EXERCISE DIRECTIONS »
For the entries below, the result should be an exact transcription of the lines from the one with "of the tree" up to and including the one with "Query: tree", and only those.

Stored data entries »
============

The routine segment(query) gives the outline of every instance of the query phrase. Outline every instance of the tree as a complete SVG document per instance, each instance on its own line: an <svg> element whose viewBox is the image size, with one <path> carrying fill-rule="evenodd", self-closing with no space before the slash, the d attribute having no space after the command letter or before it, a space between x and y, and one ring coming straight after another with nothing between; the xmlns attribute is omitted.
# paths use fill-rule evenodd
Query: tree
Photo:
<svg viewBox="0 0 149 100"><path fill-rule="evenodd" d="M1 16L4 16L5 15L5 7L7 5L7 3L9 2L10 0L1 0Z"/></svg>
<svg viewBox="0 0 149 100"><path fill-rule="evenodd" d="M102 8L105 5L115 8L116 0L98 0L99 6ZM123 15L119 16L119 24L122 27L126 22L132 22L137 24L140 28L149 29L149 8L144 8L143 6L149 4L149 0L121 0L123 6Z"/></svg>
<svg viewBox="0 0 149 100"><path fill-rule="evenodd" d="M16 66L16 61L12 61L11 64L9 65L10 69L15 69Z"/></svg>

============

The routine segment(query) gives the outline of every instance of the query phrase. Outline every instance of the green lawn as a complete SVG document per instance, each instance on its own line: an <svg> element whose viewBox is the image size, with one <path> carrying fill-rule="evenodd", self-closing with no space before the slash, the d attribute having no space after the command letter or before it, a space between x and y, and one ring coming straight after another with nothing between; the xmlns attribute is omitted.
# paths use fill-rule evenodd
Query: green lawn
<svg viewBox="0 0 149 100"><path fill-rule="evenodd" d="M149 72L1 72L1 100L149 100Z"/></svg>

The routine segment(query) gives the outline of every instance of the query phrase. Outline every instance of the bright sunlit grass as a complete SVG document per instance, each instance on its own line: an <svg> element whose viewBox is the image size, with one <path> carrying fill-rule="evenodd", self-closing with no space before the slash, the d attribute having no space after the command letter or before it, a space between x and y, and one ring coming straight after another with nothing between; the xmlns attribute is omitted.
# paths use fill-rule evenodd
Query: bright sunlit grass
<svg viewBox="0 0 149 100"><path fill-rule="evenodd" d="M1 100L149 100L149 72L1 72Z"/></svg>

============

ANSWER AREA »
The routine segment(query) gives the outline of every instance of the query phrase. Outline every instance of the tree as a complete SVG document per instance, each instance on its own line: an <svg> element whose viewBox is the image size, with one <path> carrying fill-rule="evenodd", self-closing with no space before the slash, the d attribute having no space after the command letter or before it, a space between x and y, and one ring coming straight after another with nothing between; the xmlns attribute is omitted.
# paths use fill-rule evenodd
Query: tree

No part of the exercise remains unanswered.